[TEXTAUSZUG]
^^^^^^^^
40 Prozent lassen sich zum Thema Übergewicht beraten

Barmer-Chef Frank Liedtke.
Barmer-Chef Frank Liedtke. © Roland Magunia

Auffällig ist, dass sich 40 Prozent der Besucher zum Thema Übergewicht haben beraten lassen. Fast vier von fünf Nutzern der Beratungen und Kurse sind Frauen im Durchschnittsalter von 59 (Beratung) und 65 Jahren (Kurse). Nur etwa jeder Zehnte (11 Prozent), der zur Beratung kommt, arbeitet Vollzeit. Die anderen Kunden sind in Rente (54 Prozent), arbeitslos (15 Prozent) oder generell nicht erwerbstätig (10 Prozent).

Die Autoren der Studie empfehlen, das Projekt Gesundheitskiosk „in die Regelversorgung zu überführen“. Das ist der Ritterschlag, denn das hieße auch: dauerhafte Finanzierung.

Beratung ist zum Teil Sozialarbeit

Die Barmer Krankenkasse sieht im Bilstedter Gesundheitskiosk einen Erfolg, wenn er dazu beitrage, „zum Beispiel die Befunde und Empfehlungen eines Arztes in Ruhe verständlich erklären zu lassen oder für Therapietreue auch bei Arzneimitteln zu sorgen“, wie Barmer-Landeschef Frank Liedtke dem Abendblatt sagte. Viele Menschen in abgehängten Stadtteilen verstünden die Botschaften von Medizinern und Apothekern oft nicht.

Dennoch müsse man fragen, welche Leistungen des Gesundheitskiosks denn von den Kassen getragen werden sollten. Die Beratung sei zum Teil Sozialarbeit, für die die Kassen nicht zuständig seien. Auch die AOK Rheinland/Hamburg sieht als eine der Unterstützerkassen das Potenzial, die Versorgung zu verbessern, wie Vorstand Matthias Mohrmann sagte. Die AOK hatte durch „falsche Wege“ ihrer Versicherten in Billstedt laut Studie erhebliche Mehrkosten.

Der Gesundheitskiosk hat inzwischen zwei weitere Standorte

Der rot-grüne Senat hat in seinem Koalitionsvertrag festgelegt, dass es künftig „Stadtteilgesundheitszentren“ geben solle. Hier sollten „Gesundheitslotsen und Fallmanager“ ihre Arbeit aufnehmen.

Das exakt ist das Brot-und-Butter-Geschäft der Billstedter Einrichtung. Der Gesundheitskiosk war an der Möllner Landstraße gestartet und hat inzwischen zwei weitere Standorte in der Praxisklinik Mümmelmannsberg und in Horn, Am Gojenboom. Rund 12.000 Menschen haben sich seit der Gründung im September 2017 beraten lassen.
^^^^^^^^
[ROHDATEN]
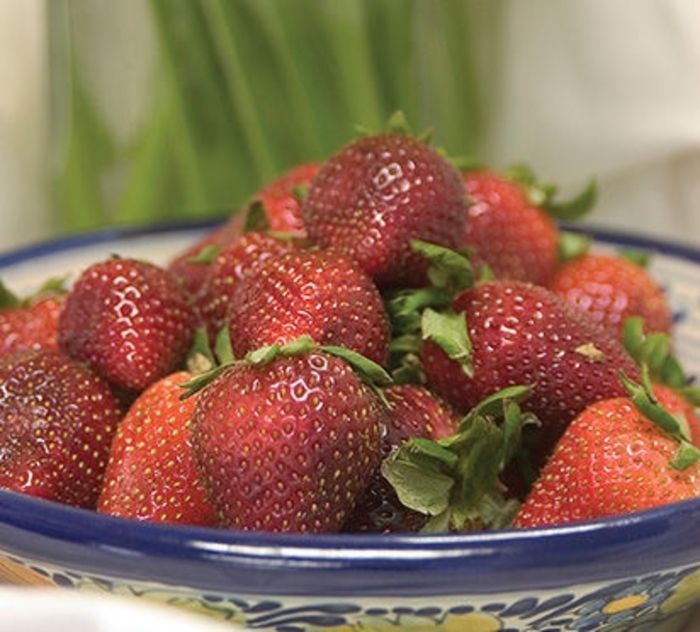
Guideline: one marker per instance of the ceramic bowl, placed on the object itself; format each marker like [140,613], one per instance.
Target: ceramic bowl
[637,572]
^^^^^^^^
[BITTE BEARBEITEN]
A – Liste alle Gruppen auf, die der Textauszug zur beruflichen Lage der Leute nennt, die zur Beratung kommen. Schreib zu jeder Gruppe die Prozentzahl dazu.
B – Wann wurde der Gesundheitskiosk laut Textauszug gegründet?
C – Gib den Teil des Textauszugs wieder, der mit den Worten „Dennoch müsse man“ anfängt, und hör nach „ihre Arbeit aufnehmen.“ auf.

[ANTWORTEN JE AUFGABE]
A –
- Vollzeit arbeitend: 11 Prozent
- in Rente: 54 Prozent
- arbeitslos: 15 Prozent
- generell nicht erwerbstätig: 10 Prozent

B – Im September 2017.

C –
Dennoch müsse man fragen, welche Leistungen des Gesundheitskiosks denn von den Kassen getragen werden sollten. Die Beratung sei zum Teil Sozialarbeit, für die die Kassen nicht zuständig seien. Auch die AOK Rheinland/Hamburg sieht als eine der Unterstützerkassen das Potenzial, die Versorgung zu verbessern, wie Vorstand Matthias Mohrmann sagte. Die AOK hatte durch „falsche Wege“ ihrer Versicherten in Billstedt laut Studie erhebliche Mehrkosten.

Der Gesundheitskiosk hat inzwischen zwei weitere Standorte

Der rot-grüne Senat hat in seinem Koalitionsvertrag festgelegt, dass es künftig „Stadtteilgesundheitszentren“ geben solle. Hier sollten „Gesundheitslotsen und Fallmanager“ ihre Arbeit aufnehmen.